- [Challenge] The lines to be set down run from the line containing "[mark] the man's hand" through the final line of the data below; print them exactly and print nothing else.

········

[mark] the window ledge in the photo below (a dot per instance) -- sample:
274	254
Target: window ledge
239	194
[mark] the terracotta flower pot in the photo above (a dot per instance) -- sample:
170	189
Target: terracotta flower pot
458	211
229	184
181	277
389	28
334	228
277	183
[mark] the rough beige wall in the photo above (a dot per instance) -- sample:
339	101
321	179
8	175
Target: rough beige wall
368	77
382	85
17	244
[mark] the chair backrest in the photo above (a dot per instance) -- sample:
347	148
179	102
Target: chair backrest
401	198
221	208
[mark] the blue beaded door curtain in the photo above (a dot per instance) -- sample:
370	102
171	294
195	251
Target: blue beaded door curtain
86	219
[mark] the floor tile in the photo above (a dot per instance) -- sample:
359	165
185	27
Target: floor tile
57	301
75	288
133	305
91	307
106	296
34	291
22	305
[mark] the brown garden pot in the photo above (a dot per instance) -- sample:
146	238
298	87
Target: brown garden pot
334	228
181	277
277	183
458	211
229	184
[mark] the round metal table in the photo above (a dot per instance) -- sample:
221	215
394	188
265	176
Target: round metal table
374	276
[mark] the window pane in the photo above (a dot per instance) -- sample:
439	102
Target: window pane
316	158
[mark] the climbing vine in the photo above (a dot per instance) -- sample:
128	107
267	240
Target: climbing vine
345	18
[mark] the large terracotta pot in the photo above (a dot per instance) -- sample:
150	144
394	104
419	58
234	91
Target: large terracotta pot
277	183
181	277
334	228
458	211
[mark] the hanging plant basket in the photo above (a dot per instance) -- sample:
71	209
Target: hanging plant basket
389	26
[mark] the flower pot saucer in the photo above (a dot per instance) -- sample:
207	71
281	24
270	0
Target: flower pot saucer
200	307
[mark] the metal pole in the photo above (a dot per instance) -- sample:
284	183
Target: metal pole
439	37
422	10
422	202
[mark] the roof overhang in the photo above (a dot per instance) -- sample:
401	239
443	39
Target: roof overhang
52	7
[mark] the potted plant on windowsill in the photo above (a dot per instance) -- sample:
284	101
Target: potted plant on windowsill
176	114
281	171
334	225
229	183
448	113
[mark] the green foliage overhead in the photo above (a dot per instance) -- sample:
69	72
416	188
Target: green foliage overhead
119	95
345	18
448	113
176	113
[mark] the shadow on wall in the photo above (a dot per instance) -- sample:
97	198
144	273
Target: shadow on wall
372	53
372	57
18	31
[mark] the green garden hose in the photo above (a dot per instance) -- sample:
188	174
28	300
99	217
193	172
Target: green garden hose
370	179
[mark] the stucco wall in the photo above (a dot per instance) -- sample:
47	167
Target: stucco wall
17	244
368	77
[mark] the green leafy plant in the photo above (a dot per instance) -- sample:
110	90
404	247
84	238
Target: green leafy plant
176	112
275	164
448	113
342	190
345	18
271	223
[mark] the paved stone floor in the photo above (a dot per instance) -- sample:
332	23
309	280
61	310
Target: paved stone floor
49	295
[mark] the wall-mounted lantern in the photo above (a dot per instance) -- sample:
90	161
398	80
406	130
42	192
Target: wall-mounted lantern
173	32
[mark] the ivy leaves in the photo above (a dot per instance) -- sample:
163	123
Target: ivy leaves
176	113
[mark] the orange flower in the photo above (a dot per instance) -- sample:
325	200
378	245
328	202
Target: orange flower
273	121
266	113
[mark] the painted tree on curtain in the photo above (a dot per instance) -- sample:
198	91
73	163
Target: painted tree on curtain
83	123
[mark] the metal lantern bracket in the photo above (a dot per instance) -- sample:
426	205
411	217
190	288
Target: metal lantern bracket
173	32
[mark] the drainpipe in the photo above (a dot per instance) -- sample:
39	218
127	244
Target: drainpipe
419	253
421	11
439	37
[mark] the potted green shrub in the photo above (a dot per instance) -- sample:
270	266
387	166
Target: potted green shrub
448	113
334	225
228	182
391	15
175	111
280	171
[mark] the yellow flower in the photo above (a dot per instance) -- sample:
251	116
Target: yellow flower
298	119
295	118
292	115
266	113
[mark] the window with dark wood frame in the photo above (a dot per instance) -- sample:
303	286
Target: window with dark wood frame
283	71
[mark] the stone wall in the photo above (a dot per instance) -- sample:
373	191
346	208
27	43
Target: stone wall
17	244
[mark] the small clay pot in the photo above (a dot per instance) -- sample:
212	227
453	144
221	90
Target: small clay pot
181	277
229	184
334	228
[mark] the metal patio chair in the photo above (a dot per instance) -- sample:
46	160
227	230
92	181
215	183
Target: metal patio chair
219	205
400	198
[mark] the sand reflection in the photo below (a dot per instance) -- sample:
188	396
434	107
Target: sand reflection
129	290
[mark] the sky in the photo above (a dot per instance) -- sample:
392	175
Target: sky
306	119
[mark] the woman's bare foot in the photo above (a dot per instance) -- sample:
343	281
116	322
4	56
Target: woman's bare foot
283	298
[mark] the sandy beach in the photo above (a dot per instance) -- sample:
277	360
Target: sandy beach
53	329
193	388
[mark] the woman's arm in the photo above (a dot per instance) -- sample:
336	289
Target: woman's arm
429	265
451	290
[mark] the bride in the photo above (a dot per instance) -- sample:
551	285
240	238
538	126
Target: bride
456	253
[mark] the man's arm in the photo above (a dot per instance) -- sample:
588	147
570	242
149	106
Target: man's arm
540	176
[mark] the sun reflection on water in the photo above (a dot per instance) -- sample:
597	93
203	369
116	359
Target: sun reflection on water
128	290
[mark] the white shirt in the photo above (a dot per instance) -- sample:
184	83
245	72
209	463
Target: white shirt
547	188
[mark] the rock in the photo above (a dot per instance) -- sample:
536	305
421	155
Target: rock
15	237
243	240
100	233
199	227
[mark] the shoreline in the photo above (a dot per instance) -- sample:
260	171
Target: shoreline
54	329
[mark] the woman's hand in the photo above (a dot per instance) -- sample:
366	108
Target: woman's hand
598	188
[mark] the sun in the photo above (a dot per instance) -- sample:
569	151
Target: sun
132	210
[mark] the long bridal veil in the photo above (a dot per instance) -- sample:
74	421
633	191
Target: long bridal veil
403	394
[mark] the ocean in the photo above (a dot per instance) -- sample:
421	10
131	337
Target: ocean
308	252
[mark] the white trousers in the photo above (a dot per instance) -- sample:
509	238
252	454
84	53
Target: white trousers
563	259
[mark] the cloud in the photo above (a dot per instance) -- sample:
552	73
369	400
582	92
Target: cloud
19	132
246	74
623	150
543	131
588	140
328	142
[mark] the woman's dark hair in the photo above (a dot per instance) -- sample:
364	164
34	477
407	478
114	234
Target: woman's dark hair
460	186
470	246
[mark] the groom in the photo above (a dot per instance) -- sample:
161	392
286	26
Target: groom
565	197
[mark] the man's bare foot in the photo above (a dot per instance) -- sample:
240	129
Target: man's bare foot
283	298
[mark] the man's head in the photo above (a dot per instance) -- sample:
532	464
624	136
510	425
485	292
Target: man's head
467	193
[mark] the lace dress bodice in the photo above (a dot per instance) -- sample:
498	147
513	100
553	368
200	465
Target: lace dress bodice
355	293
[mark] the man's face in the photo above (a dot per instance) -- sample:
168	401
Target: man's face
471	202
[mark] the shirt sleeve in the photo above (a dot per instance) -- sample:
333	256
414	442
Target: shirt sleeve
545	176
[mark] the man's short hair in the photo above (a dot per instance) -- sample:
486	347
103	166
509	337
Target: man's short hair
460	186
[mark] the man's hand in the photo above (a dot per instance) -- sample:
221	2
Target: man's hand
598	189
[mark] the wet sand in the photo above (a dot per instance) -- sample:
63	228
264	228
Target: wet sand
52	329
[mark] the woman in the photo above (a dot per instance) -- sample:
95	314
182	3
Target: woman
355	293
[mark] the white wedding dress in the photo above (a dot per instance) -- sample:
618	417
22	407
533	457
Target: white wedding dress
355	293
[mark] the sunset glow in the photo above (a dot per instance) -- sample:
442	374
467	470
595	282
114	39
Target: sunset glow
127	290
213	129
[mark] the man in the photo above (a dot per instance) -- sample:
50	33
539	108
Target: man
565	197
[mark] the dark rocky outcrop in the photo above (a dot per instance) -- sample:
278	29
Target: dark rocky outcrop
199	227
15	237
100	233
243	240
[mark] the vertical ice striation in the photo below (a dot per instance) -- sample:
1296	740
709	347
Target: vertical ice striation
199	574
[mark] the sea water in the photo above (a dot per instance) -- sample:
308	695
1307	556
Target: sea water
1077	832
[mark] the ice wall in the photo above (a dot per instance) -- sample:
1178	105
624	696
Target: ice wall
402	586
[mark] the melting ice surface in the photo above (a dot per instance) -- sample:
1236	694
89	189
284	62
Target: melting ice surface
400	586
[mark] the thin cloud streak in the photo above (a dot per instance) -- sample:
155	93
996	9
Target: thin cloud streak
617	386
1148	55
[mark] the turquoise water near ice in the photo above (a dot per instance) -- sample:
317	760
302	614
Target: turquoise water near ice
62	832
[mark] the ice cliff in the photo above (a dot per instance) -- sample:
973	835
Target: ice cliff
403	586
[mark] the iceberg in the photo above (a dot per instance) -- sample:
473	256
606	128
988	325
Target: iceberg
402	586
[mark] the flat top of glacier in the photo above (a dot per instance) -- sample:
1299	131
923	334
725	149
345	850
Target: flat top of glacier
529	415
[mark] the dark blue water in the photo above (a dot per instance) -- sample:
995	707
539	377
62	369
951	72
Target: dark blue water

········

- [Finished exercise]
[mark] the man's hand in the photo above (a dot per instance) -- sample:
221	2
Target: man's hand
598	189
[mark] the wet sand in the photo above (a dot per instance) -- sample:
63	228
264	228
Target: wet sand
52	329
[mark] the woman in the photo above (a dot per instance) -- sample:
95	314
182	3
Target: woman
355	293
[mark] the white wedding dress in the photo above (a dot per instance) -- sample:
618	417
22	407
533	457
Target: white wedding dress
355	293
[mark] the sunset glow in the photo above (a dot per instance) -- sample:
442	374
467	470
595	282
114	39
Target: sunset glow
127	290
213	129
[mark] the man in the photo above (a dot per instance) -- sample:
50	33
539	108
Target: man
565	197
[mark] the dark rocky outcrop in the photo above (a dot per instance) -- sample:
278	29
Target: dark rocky outcrop
199	227
15	237
100	233
243	240
[mark] the vertical ice striation in the photo below (a dot per instance) -- sample:
1296	740
709	347
Target: vertical ice striation
199	574
[mark] the sea water in the photo above (a dot per instance) -- sample:
308	695
1307	556
Target: sea water
1077	832
[mark] the ice wall in the photo above (a dot per instance) -- sample:
1178	105
624	696
Target: ice wall
402	586
[mark] the melting ice surface in the photo above (a dot per instance) -- sample:
1236	694
89	189
284	62
Target: melting ice surface
400	586
[mark] the thin cloud streak in the photo above (a dot per instance) -- sample:
155	93
996	9
Target: thin cloud streak
617	386
1148	55
[mark] the turquoise water near ice in the photo above (a dot per instance) -- sample:
317	760
302	614
Target: turquoise water near ice
62	832
[mark] the ice cliff in the photo above (a dot per instance) -- sample:
973	835
Target: ice cliff
403	586
[mark] the iceberg in the photo above (a dot per instance) -- sample:
473	256
606	128
988	325
Target: iceberg
402	586
[mark] the flat top of glacier in the photo above (a dot per instance) -- sample:
1299	131
923	334
725	149
345	850
Target: flat top of glacier
529	415
[mark] the dark blue water in the photo above (a dot per instance) -- sample:
995	707
539	377
62	369
951	72
Target: dark blue water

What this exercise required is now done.